» What is required
Pictures must be dropped from the copy of the entries below; all else is returned exactly.

» Data
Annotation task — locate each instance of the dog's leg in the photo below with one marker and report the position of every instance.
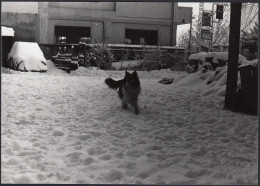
(124, 104)
(137, 111)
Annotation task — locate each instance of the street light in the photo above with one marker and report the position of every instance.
(189, 47)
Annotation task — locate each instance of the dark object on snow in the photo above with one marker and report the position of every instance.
(246, 97)
(65, 62)
(129, 89)
(166, 80)
(219, 12)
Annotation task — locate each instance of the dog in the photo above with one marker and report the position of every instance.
(129, 90)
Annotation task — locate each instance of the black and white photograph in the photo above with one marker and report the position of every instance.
(117, 92)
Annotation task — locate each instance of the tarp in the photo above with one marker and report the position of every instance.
(26, 56)
(7, 31)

» Exercise answer
Annotation task — locate each instance of the dog's leg in the photo below with one marker and report the position of every instance.
(124, 104)
(137, 111)
Annotation task — locate each instance of the street light in the photo above with one marker and report the position of every instance.
(189, 47)
Annotation task — locate each instance of the dark object on snow in the photo above with one marker and report the position of every instance.
(246, 97)
(65, 62)
(129, 89)
(166, 80)
(219, 12)
Annotation task — locate each instance of the dog in the photo above with one marker and report the position of every instance.
(129, 90)
Annotation task — locate each instance of the black and white photograph in the photo above with one marker and report the position of every instance.
(117, 92)
Annotation task — locate each instance of the tarp in the photo above with one marker and report the position of every instance.
(26, 56)
(7, 31)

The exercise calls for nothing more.